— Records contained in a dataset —
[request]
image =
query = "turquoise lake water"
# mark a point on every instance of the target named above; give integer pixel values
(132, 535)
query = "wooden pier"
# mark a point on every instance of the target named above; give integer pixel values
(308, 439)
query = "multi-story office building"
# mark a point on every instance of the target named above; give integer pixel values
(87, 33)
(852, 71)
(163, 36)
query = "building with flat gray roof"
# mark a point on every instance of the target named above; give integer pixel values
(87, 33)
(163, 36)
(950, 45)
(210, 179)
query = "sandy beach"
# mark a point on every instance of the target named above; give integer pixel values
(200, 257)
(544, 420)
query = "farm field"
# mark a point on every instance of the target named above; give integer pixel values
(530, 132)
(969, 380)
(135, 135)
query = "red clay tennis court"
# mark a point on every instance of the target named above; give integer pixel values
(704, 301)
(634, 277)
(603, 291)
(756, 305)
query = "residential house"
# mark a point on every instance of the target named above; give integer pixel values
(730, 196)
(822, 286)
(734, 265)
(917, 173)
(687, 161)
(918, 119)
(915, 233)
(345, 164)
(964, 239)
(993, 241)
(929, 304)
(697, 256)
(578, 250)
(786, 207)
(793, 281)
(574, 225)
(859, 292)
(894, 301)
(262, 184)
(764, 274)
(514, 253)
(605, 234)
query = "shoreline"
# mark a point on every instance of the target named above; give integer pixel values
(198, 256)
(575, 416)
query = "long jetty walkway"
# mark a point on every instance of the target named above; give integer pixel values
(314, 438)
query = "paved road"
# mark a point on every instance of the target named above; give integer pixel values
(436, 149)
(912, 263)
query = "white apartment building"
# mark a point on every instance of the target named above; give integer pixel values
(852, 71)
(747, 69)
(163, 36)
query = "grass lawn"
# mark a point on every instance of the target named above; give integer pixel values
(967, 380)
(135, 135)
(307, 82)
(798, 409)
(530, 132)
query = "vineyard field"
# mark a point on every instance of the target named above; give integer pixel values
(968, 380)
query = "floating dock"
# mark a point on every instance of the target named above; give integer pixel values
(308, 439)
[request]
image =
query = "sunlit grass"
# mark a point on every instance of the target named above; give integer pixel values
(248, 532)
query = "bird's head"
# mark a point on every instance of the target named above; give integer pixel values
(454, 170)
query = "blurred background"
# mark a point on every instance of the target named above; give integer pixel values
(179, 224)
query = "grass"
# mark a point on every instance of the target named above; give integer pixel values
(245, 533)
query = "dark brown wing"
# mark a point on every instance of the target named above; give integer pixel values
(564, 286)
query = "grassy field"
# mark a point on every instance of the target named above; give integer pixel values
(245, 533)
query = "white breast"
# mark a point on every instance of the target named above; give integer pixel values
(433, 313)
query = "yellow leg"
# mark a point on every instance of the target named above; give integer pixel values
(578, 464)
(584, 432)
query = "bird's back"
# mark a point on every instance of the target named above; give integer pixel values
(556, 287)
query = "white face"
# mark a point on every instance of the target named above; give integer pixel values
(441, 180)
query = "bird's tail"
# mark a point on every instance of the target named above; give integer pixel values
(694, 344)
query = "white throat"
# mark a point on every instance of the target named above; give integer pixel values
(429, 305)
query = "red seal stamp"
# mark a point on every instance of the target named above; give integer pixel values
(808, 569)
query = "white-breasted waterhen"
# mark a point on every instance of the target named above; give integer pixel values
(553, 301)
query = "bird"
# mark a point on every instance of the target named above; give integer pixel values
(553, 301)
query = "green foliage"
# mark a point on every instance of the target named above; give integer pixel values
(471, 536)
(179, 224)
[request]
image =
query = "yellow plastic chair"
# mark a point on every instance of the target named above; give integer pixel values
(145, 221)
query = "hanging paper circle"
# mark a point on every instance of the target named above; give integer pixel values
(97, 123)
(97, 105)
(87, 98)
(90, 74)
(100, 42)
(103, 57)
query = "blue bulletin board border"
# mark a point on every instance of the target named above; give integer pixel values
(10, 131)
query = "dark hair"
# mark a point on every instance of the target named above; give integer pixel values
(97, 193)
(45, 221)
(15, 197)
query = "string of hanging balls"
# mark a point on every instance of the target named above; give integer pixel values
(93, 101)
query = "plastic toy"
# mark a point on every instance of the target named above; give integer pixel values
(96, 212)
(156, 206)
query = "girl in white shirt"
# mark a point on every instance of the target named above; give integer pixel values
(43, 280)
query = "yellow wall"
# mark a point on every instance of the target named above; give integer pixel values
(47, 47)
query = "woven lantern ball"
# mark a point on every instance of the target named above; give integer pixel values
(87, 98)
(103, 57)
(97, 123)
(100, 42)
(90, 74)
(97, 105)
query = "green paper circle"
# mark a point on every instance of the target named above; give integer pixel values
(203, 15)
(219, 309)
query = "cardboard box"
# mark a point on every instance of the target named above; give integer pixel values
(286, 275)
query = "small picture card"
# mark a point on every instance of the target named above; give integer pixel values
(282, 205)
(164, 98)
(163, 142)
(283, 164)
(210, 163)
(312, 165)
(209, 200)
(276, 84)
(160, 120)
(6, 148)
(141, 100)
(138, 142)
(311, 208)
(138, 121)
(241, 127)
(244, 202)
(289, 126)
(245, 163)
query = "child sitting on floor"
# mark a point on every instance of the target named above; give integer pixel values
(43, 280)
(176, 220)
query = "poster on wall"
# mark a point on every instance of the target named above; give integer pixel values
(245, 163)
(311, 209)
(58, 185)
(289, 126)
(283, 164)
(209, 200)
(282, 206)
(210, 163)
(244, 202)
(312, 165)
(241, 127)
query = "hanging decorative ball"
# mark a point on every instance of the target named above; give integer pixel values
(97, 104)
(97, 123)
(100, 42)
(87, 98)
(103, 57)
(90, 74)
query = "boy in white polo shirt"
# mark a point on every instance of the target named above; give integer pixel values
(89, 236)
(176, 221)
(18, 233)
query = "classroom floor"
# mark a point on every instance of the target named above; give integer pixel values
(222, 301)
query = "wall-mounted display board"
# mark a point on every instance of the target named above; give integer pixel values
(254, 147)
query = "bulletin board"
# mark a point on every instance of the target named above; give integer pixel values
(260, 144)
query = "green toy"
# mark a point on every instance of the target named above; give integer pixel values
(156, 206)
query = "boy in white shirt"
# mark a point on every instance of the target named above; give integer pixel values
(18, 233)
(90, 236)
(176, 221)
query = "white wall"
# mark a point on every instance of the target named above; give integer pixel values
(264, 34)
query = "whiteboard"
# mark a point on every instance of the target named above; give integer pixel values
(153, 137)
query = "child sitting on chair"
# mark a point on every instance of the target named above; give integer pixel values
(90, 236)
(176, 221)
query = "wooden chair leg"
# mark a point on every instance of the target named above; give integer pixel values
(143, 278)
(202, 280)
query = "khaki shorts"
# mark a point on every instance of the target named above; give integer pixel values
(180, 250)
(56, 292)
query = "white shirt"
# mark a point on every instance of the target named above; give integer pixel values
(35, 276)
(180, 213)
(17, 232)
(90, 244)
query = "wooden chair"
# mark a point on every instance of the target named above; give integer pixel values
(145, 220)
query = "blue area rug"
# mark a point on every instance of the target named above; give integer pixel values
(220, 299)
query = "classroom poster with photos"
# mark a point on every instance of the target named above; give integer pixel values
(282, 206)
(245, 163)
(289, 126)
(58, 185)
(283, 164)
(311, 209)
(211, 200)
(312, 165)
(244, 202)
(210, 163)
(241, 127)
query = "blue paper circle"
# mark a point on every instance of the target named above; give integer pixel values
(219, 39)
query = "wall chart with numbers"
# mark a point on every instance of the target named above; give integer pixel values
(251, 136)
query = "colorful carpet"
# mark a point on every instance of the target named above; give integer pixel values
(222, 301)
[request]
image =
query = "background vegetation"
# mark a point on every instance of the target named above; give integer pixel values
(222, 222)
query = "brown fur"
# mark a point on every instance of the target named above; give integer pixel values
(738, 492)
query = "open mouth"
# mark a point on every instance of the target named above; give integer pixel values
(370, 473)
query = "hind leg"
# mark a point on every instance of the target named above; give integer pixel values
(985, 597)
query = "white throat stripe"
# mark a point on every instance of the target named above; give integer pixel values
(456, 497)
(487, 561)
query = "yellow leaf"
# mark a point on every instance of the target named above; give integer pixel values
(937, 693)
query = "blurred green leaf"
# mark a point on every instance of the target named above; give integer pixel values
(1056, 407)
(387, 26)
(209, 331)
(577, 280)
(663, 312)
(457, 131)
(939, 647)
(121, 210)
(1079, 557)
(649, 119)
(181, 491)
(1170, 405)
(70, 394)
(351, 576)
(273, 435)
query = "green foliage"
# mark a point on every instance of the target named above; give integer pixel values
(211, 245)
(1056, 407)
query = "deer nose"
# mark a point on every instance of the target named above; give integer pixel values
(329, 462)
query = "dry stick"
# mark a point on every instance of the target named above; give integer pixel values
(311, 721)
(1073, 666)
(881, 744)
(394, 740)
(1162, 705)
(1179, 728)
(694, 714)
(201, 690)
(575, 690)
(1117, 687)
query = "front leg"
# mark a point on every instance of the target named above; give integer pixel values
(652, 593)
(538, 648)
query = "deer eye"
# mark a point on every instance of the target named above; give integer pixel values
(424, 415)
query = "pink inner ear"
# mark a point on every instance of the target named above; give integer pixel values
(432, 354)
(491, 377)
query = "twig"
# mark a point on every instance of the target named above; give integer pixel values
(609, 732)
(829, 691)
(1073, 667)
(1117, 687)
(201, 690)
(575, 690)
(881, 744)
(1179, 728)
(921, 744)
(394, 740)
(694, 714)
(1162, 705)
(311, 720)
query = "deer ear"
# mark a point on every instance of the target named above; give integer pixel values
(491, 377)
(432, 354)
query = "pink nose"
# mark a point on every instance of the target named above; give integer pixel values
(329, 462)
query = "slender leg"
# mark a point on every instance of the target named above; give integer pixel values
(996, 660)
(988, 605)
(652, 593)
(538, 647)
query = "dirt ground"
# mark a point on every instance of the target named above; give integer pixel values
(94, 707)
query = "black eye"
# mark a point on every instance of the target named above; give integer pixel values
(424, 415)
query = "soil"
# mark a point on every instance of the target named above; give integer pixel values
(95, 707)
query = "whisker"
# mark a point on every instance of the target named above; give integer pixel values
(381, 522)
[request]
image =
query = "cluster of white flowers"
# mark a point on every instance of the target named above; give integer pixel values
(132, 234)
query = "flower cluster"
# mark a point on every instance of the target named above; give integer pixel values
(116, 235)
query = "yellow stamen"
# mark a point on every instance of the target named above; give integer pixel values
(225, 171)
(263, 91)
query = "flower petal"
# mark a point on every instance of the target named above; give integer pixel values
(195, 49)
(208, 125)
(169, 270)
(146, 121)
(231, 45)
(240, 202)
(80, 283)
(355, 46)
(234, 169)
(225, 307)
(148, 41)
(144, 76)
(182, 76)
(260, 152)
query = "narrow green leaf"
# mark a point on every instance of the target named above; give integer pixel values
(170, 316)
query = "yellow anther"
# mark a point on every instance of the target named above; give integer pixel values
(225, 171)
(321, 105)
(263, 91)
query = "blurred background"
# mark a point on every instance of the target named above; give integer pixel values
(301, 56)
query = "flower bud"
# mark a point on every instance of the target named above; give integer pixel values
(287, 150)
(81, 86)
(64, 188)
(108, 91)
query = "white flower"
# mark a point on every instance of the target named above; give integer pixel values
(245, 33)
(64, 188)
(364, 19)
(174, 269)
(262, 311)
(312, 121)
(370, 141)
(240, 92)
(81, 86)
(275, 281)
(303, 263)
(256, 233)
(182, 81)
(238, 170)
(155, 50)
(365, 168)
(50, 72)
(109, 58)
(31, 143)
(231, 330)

— Assigned task —
Copy out each line of the records above that includes "throat".

— Task result —
query = "white throat"
query = "white throat stripe"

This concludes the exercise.